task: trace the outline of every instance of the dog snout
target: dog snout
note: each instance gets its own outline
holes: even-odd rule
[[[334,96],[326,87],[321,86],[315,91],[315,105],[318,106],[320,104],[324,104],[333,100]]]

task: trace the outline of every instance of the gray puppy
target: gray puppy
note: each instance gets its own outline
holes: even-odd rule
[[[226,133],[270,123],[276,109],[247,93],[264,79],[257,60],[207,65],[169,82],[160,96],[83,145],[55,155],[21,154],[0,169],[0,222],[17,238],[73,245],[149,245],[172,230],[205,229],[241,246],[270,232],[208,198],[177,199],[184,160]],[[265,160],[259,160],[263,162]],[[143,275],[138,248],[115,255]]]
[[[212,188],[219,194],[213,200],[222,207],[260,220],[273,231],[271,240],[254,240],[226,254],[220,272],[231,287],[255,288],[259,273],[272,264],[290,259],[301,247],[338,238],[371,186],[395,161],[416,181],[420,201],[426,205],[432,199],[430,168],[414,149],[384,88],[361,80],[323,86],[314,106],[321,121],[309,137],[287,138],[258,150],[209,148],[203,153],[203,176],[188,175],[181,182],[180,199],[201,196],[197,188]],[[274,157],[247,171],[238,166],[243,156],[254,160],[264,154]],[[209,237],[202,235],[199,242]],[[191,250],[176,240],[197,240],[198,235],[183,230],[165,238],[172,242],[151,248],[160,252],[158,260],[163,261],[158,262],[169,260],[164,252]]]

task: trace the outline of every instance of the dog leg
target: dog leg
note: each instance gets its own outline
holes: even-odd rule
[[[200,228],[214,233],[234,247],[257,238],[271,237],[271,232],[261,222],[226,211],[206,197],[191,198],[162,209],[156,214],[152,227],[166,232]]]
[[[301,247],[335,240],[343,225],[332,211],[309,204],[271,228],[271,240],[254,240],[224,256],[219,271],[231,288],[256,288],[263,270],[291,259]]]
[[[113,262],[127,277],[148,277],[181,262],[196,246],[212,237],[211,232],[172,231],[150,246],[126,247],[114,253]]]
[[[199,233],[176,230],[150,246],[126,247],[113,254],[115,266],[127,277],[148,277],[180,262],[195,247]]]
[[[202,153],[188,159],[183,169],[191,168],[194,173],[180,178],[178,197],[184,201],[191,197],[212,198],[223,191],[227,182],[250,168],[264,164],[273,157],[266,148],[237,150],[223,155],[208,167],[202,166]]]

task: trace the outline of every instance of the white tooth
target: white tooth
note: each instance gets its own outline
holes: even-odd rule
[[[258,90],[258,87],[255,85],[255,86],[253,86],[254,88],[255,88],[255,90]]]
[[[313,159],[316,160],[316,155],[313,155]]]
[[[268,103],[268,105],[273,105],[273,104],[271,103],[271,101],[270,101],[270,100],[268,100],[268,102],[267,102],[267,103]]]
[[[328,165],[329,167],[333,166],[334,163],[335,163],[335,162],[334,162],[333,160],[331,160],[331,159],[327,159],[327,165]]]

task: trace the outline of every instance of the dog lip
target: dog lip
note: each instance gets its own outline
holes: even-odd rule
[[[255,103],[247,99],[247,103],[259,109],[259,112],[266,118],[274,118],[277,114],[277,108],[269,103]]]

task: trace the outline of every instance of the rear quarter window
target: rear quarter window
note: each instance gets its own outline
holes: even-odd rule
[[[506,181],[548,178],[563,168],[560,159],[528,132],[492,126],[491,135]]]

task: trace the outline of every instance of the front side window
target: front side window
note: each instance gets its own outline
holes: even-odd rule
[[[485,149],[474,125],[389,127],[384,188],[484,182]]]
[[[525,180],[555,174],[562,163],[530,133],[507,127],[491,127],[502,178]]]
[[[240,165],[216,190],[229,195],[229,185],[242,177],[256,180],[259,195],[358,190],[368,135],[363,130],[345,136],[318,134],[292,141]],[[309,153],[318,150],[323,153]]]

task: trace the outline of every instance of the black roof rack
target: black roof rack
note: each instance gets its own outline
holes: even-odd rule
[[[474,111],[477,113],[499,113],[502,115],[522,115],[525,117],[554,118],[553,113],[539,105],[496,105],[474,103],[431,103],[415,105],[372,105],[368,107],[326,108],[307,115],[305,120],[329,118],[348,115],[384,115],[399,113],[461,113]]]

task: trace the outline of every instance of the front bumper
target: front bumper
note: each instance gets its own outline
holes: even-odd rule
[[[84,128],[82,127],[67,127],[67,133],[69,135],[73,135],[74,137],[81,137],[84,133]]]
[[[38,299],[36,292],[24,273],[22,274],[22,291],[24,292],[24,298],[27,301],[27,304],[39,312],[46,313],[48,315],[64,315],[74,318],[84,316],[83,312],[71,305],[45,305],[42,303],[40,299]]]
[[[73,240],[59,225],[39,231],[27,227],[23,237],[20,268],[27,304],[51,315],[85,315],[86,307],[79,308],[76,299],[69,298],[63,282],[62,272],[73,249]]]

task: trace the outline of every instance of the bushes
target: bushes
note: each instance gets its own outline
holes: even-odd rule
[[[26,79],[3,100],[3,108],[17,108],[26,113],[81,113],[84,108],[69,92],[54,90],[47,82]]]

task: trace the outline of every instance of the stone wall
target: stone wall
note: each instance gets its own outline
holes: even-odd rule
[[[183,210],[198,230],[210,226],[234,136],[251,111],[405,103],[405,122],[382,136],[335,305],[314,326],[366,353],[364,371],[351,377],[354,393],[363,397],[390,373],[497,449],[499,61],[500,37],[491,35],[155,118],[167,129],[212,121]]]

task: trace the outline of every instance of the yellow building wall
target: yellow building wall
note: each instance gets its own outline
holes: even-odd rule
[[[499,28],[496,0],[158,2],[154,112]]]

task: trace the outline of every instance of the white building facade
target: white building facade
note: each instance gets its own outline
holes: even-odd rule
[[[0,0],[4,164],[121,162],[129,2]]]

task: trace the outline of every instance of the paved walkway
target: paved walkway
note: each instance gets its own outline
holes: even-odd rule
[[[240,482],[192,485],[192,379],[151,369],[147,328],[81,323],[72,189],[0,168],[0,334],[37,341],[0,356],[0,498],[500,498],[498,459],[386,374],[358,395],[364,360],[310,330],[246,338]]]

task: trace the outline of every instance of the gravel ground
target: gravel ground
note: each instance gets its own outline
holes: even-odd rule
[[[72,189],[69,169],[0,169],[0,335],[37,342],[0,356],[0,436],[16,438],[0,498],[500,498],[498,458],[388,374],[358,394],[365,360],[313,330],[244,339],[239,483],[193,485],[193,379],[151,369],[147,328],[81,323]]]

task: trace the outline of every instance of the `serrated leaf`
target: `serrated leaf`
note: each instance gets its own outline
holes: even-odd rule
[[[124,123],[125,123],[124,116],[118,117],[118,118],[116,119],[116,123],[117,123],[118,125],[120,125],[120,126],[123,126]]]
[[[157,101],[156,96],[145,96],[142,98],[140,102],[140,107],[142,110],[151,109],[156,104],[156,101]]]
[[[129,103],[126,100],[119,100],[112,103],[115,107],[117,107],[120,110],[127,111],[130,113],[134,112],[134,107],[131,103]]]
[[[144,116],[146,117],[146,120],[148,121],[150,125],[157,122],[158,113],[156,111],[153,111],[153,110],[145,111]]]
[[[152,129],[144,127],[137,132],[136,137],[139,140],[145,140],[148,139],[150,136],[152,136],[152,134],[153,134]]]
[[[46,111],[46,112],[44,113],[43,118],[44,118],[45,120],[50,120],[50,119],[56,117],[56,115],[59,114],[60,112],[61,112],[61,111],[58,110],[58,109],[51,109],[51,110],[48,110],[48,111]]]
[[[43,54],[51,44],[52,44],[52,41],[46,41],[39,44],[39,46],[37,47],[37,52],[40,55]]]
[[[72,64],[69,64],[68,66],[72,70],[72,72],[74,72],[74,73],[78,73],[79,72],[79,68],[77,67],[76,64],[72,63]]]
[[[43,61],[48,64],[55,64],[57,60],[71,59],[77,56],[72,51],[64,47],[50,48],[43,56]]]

• • • • •

■ Exercise goal
Although the records may continue, retype only the lines from the first one through the one containing "task: trace the outline of every instance of the gray", exactly as they appear.

■ Solution to this task
task: trace the outline of every instance of the dog snout
target: dog snout
note: each instance gets its own outline
holes: even-odd rule
[[[334,96],[326,87],[321,86],[315,91],[315,105],[318,106],[320,104],[324,104],[333,100]]]

task: trace the outline of every instance of the gray puppy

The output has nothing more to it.